# Document extract
Could we have a Brotman swimming gene floating around?  🙂  Although athletics have never been my personal forte (major understatement there), it’s good to know that there are some athletic members of the family.

Any other stars in the family, in or out of the pool, on or off the fields? Maybe a Nobel Prize winner? An Oscar winner? Even a Publishers’ Clearinghouse winner??

Let’s share these family stories and accomplishments!

My Grandparents

I was scanning an old album of photographs I have yesterday, and I decided to try and inspire some of you to do the same by posting a few photographs of my grandmother and my grandfather with me when I was a little girl.  These pictures brought back the feelings I had as a little girl for my grandparents.  Although I have only vague memories of my grandfather who died in May, 1957,  when I was almost five, looking at these pictures reminded me of how much time I spent with him as a small child.  My grandparents lived right near us in Parkchester until we moved to Elmsford in January, 1957, just a few months before my grandfather died.  I must have seen them almost every day.  We also spent summers together in a rented cottage on Long Pond near Mahopac, NY.  Here are a few of those photographs.

# Tasks for this exercise
• a. In the family blog post, when did the writer's family move to Elmsford?
• b. Repeat the part of the family blog post that opens with the words containing "I was scanning" and closes with "of those photographs.", keeping every word unchanged.
The material that comes next is from a separate source.

# Provided data
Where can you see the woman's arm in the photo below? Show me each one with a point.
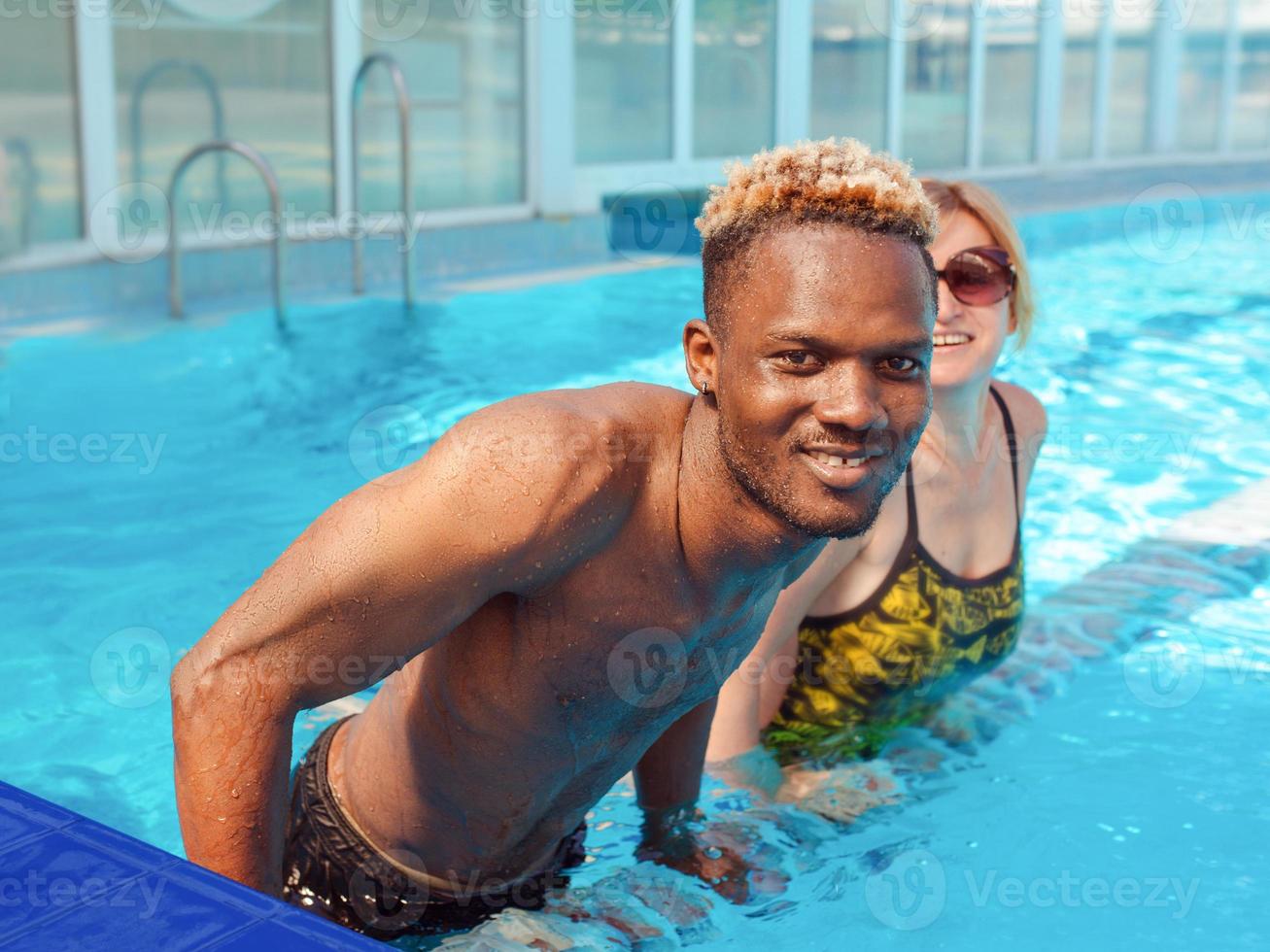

# Answers to the exercises
• a. In January, 1957.

• b.
I was scanning an old album of photographs I have yesterday, and I decided to try and inspire some of you to do the same by posting a few photographs of my grandmother and my grandfather with me when I was a little girl.  These pictures brought back the feelings I had as a little girl for my grandparents.  Although I have only vague memories of my grandfather who died in May, 1957,  when I was almost five, looking at these pictures reminded me of how much time I spent with him as a small child.  My grandparents lived right near us in Parkchester until we moved to Elmsford in January, 1957, just a few months before my grandfather died.  I must have seen them almost every day.  We also spent summers together in a rented cottage on Long Pond near Mahopac, NY.  Here are a few of those photographs.